[Dataset rows on where objects appear]

--------------------

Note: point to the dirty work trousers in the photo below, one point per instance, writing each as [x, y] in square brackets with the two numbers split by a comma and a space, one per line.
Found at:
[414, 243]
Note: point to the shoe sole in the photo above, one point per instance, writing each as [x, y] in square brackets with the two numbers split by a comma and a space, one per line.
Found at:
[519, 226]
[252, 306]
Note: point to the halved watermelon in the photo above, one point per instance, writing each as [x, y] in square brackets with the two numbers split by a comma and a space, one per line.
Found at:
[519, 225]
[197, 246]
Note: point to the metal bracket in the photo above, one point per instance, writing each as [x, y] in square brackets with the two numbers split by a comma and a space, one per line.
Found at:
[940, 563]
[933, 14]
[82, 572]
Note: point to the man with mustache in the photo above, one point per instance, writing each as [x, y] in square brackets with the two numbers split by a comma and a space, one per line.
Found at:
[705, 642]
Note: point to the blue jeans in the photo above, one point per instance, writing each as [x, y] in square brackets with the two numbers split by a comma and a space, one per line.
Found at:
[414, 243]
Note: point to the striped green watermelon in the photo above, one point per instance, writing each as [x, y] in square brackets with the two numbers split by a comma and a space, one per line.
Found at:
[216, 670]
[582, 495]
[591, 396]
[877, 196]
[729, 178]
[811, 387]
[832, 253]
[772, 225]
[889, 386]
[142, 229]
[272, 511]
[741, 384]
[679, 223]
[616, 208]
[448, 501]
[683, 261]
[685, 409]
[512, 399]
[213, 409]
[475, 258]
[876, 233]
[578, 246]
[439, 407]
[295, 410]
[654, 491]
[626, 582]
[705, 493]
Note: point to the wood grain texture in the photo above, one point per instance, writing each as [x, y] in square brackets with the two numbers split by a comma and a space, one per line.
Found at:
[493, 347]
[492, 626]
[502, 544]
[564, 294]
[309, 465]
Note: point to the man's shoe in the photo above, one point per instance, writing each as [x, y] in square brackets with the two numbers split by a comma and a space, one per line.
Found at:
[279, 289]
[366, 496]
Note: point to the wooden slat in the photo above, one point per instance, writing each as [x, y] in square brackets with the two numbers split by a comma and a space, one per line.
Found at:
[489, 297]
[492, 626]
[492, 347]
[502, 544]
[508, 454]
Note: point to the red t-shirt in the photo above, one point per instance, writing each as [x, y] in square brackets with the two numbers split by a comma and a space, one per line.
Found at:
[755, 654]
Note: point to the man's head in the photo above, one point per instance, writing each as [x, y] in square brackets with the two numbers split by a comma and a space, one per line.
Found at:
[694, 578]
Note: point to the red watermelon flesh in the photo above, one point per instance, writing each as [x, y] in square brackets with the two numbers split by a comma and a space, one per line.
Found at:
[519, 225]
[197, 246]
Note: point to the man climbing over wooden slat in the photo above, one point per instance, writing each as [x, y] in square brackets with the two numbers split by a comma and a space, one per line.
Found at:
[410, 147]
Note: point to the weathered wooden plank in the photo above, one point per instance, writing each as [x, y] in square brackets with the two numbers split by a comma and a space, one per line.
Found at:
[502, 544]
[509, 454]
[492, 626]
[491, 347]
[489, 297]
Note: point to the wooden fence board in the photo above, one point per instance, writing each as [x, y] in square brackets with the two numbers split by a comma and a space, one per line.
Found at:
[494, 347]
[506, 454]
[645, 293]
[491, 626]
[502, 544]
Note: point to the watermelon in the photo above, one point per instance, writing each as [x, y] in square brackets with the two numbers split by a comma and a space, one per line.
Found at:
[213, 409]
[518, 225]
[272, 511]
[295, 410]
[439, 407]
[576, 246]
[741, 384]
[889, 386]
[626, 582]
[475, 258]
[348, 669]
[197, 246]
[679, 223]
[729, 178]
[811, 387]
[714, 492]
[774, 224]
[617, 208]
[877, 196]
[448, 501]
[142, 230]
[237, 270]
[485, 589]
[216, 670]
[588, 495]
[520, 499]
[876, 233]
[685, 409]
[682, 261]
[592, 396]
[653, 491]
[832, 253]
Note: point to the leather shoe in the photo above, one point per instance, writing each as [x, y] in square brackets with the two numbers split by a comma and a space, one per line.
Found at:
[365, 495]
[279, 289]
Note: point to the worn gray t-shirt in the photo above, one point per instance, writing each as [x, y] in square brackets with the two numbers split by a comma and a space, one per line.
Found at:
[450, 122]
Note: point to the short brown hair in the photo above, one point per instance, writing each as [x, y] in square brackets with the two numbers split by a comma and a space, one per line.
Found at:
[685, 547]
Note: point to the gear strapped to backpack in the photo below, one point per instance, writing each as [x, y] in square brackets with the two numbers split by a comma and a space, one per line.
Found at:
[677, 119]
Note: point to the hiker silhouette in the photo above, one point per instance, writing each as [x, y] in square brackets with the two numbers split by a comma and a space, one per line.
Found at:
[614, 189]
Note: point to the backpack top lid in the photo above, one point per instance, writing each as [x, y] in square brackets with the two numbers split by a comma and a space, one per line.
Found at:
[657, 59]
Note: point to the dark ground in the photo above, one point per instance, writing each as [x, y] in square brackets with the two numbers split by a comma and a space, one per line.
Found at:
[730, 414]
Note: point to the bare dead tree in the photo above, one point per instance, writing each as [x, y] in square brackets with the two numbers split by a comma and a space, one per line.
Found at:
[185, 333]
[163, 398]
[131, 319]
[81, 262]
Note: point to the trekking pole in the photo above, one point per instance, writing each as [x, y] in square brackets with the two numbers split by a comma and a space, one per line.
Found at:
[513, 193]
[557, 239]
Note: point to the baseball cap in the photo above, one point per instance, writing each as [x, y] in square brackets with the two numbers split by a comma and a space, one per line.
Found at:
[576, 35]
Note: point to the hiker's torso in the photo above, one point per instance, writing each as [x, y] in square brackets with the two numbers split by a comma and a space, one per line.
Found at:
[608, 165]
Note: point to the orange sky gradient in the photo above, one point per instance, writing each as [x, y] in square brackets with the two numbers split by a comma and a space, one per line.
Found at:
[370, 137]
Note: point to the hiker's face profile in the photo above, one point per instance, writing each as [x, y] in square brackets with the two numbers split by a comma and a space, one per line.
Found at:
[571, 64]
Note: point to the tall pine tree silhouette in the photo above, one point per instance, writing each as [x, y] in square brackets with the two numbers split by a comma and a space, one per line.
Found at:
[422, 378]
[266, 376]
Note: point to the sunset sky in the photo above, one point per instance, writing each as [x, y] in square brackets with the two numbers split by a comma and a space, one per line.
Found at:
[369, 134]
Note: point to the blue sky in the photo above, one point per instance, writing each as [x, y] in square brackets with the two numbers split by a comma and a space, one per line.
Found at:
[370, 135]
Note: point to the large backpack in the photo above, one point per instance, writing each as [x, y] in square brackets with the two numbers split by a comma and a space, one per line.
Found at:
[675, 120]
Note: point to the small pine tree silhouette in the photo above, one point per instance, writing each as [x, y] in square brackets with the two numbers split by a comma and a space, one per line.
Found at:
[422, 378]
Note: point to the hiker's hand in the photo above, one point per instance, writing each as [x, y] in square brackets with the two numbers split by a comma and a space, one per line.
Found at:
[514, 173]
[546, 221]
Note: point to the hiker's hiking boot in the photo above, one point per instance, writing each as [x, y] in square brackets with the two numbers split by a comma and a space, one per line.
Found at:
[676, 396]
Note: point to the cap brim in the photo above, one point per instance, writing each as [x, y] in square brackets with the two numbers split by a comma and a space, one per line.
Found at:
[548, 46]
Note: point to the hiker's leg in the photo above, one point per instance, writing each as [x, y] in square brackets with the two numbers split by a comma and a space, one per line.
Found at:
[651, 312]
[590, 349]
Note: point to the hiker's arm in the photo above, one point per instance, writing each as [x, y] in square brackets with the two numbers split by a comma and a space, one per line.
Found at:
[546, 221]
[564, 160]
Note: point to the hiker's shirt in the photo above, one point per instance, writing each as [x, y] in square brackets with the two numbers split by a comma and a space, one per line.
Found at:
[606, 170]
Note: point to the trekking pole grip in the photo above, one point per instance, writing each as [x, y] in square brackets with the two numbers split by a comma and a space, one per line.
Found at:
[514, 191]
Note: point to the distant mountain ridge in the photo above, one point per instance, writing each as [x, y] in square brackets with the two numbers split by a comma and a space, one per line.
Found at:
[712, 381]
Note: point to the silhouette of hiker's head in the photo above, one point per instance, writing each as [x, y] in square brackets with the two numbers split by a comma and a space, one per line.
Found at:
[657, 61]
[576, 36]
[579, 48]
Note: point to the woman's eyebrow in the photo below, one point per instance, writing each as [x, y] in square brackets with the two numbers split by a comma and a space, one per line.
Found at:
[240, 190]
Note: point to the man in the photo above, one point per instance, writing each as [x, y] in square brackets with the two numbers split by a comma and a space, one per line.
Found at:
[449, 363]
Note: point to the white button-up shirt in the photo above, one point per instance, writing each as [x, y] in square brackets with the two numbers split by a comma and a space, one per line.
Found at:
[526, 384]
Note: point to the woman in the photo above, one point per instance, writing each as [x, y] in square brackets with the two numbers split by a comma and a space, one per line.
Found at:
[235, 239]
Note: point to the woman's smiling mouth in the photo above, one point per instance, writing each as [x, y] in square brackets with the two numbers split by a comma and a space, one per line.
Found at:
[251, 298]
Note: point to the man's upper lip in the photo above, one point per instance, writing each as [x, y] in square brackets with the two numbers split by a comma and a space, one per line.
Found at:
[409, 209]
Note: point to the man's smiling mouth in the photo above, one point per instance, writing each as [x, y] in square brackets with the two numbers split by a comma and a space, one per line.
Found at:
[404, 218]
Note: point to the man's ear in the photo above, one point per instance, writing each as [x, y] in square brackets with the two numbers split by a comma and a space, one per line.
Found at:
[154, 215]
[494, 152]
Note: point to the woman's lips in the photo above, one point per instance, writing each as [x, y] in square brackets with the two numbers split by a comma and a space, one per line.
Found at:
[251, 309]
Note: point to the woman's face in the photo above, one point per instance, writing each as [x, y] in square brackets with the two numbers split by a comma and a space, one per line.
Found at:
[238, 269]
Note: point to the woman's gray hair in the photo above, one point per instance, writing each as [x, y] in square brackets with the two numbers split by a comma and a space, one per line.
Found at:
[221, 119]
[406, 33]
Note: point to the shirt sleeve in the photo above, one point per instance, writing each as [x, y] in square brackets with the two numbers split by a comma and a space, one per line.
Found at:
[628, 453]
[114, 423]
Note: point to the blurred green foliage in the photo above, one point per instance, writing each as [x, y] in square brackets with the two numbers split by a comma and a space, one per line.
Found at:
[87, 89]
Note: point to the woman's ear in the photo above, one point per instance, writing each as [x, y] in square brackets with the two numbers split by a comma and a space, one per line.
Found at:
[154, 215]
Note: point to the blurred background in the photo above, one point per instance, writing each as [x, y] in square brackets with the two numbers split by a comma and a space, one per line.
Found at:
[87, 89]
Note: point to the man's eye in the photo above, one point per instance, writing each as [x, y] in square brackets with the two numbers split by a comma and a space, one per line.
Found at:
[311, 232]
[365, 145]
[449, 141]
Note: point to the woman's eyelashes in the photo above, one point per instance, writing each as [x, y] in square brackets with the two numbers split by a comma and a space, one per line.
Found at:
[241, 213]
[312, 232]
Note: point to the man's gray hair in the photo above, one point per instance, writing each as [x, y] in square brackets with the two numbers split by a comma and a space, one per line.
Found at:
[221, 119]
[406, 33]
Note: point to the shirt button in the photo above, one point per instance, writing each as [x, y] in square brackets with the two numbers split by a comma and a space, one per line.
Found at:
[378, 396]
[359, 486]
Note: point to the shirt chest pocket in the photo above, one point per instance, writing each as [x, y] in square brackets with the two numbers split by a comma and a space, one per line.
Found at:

--------------------

### Task description:
Rewrite the rows from the line with "Note: point to the shirt button" through the end of the rows, substituting "Located at" for "Found at" and leaving everything else unchanged.

### Answer to this task:
Note: point to the shirt button in the photo above, one point per instance, writing each as [x, y] in square brackets with the two numbers split by a comma and a space, one per line.
Located at:
[378, 396]
[359, 486]
Note: point to the shirt chest pocket in the photo above, one point per instance, writing each as [x, y] in square brackets with the two numbers split by a comma and a space, one per line.
Located at:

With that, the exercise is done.